[Do this] Starting at the line that contains "For every instance of the rbb" and continuing through the end of the material, write those lines out again with "train car roof" replaced by "carriage roof" and everything else left unchanged.

[Dataset]
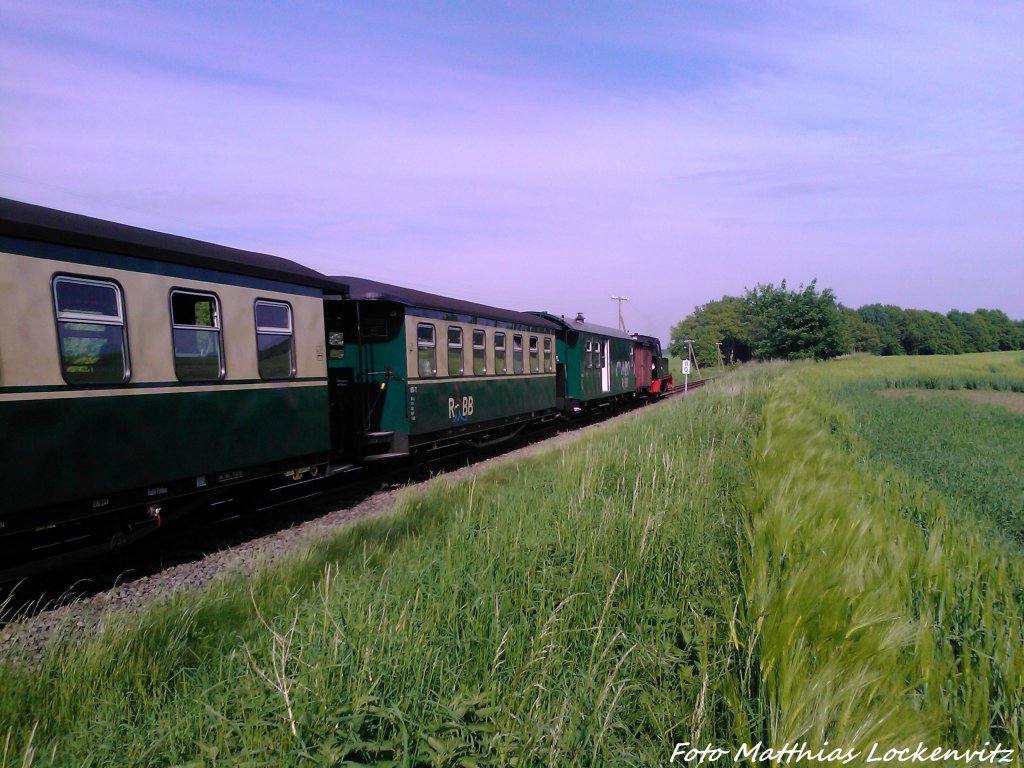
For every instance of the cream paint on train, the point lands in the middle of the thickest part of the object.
(440, 349)
(28, 325)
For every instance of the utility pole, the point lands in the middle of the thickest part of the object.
(689, 353)
(621, 299)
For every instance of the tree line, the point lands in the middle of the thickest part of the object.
(773, 323)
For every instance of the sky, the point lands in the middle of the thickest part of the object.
(545, 155)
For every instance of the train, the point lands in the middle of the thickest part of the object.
(145, 375)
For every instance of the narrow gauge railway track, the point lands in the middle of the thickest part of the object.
(232, 537)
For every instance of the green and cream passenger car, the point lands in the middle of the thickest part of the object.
(140, 373)
(411, 370)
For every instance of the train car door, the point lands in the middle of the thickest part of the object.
(604, 346)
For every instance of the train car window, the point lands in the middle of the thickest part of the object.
(455, 351)
(426, 346)
(91, 331)
(274, 340)
(501, 358)
(196, 333)
(479, 352)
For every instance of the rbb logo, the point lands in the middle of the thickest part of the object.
(459, 410)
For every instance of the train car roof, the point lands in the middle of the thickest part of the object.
(590, 328)
(648, 339)
(30, 221)
(359, 288)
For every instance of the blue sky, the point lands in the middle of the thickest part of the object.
(545, 155)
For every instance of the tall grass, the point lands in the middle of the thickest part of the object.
(866, 582)
(569, 609)
(733, 567)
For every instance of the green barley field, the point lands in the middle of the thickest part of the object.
(827, 554)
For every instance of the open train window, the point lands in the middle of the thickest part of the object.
(274, 340)
(501, 356)
(456, 367)
(479, 352)
(91, 331)
(196, 332)
(426, 349)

[Completed task]
For every instance of the rbb logo, the point lands in the middle of the thickest part of the object.
(459, 410)
For every instance of the carriage roof, the point lands in the middle of the thickest part of the object.
(590, 328)
(648, 339)
(30, 221)
(359, 288)
For every instance of the blue sky, the point lands in the middle of the thickest part of the object.
(545, 155)
For every instance of the tall grass, the point lands in the middle of the thickest part of the object.
(866, 582)
(569, 609)
(733, 567)
For every instance of the green barley field, the point lands in the middle of the thickest part of the object.
(827, 554)
For every instance of the open train window, the point lands in the middle of the thickest part of the object.
(274, 340)
(501, 356)
(456, 367)
(479, 352)
(91, 331)
(196, 332)
(426, 349)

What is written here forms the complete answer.